ASSIGNED TASK
Render the lines as a JSON list of strings, one string per line and with blank lines omitted, starting at the first line of the records and ending at the line that contains "0L147 21L154 100L178", both included.

Stored records:

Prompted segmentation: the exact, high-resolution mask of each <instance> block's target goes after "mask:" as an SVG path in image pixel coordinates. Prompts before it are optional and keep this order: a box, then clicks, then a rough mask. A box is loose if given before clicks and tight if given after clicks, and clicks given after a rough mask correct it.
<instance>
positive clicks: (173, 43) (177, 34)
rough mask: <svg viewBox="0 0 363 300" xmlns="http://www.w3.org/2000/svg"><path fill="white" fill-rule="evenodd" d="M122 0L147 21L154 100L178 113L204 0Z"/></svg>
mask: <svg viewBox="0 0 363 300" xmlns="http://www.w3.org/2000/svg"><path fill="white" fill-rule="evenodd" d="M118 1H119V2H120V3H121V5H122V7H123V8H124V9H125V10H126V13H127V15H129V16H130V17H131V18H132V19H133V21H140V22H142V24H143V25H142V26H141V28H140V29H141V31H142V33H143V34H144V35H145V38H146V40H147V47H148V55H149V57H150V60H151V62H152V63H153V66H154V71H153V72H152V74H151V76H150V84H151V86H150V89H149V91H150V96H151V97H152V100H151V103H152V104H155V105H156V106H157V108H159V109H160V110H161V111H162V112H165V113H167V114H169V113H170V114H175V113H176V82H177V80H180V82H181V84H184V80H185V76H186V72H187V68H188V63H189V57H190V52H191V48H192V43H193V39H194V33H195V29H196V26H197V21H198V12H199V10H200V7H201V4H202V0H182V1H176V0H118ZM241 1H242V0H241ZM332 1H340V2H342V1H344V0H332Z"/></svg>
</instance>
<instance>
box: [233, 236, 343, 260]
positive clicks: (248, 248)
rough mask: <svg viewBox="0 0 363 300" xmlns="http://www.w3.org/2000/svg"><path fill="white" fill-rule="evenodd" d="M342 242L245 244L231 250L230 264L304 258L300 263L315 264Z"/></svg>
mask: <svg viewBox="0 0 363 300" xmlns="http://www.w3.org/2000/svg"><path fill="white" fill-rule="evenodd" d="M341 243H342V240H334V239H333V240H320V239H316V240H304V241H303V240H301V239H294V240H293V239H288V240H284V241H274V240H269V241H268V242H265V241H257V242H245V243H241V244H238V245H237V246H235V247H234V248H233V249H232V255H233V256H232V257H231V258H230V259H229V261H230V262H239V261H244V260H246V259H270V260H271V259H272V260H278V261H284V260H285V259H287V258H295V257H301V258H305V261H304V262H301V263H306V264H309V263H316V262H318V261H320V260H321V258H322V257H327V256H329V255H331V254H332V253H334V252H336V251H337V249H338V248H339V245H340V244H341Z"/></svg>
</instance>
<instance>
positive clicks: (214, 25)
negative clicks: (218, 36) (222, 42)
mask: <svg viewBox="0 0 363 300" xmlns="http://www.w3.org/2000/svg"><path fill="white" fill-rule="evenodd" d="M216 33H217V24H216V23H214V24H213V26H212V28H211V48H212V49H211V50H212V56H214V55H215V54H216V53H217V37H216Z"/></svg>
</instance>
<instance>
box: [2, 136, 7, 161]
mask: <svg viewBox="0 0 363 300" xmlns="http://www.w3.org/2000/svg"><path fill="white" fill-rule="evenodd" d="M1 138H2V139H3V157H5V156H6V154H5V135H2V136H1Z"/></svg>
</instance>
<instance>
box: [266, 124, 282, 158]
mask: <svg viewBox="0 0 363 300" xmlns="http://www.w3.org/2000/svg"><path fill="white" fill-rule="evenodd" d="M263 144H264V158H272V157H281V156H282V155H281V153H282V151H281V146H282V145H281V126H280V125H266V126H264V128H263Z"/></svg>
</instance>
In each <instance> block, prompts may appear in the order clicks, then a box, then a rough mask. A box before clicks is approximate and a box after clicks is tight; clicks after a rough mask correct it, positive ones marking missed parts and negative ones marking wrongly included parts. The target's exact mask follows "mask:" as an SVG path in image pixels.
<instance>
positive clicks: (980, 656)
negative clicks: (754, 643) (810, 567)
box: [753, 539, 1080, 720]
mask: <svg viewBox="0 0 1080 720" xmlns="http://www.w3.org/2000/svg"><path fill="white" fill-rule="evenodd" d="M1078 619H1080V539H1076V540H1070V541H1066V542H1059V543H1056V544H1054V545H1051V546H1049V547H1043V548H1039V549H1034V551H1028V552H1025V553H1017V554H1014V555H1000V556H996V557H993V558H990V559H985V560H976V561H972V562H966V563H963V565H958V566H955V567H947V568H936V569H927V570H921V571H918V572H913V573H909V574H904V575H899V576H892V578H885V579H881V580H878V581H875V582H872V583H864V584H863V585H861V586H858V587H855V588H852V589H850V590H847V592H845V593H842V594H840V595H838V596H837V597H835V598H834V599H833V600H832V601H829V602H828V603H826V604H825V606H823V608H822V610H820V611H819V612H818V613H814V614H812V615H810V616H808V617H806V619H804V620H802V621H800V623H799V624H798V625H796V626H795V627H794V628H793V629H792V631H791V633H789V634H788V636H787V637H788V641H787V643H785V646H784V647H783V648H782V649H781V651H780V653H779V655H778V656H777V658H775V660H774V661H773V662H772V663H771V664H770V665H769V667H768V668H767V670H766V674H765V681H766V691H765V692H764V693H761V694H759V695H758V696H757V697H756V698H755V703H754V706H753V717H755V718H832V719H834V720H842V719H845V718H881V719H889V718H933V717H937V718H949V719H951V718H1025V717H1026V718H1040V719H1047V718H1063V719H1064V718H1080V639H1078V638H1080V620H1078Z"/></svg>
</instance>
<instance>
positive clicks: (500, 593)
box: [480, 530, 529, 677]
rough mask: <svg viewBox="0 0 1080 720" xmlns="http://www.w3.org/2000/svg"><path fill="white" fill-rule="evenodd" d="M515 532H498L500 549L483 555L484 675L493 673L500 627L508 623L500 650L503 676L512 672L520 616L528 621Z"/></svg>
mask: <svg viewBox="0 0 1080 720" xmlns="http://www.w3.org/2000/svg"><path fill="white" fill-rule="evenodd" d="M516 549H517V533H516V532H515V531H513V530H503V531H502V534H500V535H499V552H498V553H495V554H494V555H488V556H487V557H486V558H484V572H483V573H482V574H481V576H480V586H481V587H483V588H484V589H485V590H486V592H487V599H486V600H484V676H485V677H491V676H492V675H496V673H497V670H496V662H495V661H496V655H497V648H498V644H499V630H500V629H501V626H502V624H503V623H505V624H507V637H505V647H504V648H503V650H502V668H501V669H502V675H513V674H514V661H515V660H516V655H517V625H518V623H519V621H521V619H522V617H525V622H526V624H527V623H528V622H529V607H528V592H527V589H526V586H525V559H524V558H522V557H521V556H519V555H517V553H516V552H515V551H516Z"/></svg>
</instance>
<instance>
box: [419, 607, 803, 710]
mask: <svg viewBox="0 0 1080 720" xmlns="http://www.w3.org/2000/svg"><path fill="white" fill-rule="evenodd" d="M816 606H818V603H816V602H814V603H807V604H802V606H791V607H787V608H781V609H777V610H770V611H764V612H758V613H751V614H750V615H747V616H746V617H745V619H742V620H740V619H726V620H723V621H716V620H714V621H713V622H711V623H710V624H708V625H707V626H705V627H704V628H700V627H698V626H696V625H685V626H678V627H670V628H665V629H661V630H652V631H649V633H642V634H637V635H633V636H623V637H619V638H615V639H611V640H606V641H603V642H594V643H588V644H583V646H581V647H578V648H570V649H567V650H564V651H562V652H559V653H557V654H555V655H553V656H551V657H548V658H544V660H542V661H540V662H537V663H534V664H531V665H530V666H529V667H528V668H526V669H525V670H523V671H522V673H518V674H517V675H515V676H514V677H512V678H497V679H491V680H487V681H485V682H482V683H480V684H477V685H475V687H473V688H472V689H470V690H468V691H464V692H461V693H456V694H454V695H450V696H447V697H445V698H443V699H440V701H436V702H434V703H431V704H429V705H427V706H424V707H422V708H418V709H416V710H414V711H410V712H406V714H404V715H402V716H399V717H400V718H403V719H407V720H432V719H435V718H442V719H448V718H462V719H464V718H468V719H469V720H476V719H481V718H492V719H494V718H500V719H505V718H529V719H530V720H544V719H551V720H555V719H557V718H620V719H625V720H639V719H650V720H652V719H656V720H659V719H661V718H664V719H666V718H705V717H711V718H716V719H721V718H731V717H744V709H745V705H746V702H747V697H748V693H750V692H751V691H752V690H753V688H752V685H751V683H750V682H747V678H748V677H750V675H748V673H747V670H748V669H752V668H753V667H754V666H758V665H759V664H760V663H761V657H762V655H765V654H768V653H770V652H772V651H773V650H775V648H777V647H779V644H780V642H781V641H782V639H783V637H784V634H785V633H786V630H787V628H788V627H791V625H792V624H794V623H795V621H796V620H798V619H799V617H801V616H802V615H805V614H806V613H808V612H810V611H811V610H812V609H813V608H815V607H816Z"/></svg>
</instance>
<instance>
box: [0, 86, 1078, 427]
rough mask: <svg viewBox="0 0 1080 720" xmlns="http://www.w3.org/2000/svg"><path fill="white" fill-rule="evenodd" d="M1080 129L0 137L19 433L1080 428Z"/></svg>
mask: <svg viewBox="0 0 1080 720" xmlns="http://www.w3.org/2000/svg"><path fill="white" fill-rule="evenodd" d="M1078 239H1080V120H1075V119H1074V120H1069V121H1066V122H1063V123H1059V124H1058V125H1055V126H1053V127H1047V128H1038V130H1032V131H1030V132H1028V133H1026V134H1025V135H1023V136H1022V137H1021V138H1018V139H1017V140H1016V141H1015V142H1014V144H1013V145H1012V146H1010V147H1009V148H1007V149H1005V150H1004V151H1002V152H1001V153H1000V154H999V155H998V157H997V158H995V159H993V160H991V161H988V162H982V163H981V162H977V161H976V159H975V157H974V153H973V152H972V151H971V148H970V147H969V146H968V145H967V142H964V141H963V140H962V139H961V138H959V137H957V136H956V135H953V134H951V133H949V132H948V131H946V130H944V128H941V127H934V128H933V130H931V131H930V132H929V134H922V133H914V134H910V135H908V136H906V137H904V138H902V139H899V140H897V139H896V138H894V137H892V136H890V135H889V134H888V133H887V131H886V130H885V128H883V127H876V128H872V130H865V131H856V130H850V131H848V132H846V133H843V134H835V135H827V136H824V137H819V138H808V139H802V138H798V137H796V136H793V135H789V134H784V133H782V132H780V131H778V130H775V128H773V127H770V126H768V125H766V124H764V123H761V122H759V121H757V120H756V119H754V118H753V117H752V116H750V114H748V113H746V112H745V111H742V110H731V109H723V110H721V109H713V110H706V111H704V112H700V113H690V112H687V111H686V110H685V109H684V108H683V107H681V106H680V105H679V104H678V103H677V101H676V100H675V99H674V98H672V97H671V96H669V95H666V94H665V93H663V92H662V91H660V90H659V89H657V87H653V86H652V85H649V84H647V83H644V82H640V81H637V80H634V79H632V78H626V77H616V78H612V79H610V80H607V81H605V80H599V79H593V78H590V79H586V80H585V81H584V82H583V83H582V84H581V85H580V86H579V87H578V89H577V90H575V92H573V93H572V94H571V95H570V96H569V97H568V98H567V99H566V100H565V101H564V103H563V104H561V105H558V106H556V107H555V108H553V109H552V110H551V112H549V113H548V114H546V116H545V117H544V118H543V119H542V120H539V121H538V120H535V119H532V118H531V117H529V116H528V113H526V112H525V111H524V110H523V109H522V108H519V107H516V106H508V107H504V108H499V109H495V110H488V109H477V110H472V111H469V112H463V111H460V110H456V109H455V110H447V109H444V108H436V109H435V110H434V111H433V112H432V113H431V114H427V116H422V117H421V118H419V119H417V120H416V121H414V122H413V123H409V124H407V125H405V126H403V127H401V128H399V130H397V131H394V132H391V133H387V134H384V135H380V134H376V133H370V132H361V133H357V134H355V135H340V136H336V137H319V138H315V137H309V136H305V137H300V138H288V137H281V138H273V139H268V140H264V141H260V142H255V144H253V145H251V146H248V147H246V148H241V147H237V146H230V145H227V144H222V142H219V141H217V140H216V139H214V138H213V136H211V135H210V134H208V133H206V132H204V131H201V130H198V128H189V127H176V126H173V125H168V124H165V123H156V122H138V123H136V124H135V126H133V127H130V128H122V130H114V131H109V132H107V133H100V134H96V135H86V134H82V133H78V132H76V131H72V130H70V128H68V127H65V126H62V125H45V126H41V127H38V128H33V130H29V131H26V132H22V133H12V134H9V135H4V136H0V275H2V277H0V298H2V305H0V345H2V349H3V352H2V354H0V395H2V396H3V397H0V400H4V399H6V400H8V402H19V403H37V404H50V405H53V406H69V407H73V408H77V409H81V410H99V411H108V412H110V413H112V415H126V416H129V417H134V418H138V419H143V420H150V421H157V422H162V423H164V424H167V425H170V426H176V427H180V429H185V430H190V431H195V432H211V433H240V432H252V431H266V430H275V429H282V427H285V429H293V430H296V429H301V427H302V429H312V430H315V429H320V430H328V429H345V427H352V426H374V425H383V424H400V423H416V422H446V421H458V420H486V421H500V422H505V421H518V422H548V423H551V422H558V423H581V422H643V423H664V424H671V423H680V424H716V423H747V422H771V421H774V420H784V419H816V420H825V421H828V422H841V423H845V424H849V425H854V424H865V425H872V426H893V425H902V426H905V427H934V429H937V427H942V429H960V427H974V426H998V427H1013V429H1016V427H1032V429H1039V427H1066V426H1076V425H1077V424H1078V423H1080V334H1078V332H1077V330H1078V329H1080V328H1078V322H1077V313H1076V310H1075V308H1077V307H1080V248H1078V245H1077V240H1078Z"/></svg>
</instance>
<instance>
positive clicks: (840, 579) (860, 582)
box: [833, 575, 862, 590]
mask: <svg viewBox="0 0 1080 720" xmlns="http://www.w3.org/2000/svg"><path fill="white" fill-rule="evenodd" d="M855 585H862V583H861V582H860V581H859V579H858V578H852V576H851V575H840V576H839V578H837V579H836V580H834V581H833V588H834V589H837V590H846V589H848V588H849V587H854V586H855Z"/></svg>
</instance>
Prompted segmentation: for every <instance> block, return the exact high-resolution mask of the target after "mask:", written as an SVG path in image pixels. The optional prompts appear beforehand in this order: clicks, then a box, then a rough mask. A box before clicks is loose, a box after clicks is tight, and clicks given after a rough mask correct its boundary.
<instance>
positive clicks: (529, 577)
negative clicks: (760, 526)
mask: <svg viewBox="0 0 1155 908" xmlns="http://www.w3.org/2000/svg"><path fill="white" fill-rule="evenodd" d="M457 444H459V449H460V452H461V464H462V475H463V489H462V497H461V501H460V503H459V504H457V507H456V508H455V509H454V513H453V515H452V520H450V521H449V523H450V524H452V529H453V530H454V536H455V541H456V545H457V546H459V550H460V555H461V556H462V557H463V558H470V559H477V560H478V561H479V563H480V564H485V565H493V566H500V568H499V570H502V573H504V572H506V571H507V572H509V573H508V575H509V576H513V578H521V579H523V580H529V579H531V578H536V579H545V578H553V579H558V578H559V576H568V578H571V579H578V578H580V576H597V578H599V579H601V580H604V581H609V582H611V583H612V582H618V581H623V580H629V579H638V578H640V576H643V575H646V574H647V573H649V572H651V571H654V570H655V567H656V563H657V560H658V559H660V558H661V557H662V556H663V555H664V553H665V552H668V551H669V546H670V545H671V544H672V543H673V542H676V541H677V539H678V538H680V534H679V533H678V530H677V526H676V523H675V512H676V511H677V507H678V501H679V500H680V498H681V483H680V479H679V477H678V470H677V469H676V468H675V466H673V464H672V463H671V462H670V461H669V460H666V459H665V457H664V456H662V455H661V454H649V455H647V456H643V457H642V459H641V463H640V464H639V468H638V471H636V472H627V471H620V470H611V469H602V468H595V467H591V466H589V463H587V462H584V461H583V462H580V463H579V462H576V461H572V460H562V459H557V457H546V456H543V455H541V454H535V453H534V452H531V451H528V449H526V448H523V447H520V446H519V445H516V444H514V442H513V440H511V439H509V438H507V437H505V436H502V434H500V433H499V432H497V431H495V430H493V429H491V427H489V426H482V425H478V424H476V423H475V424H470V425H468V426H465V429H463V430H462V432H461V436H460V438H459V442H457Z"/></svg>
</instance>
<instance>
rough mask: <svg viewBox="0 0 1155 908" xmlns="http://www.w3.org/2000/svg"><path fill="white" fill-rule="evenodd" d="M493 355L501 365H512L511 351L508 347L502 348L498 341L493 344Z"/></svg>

ANSWER BOX
[
  "Prompted segmentation: the exact, high-resolution mask of each <instance> block's target goes after \"mask:\" as an SVG path in image pixel coordinates. Prompts before it are optional and keep this order: a box, then clicks, then a rough mask. A box is loose if given before clicks and tight if given after clicks, and clicks given after a rough mask correct it.",
  "<instance>",
  "positive clicks: (173, 43) (177, 34)",
  "rough mask: <svg viewBox=\"0 0 363 300\" xmlns=\"http://www.w3.org/2000/svg\"><path fill=\"white\" fill-rule=\"evenodd\" d=\"M122 0L147 21L154 100L178 113L204 0Z\"/></svg>"
]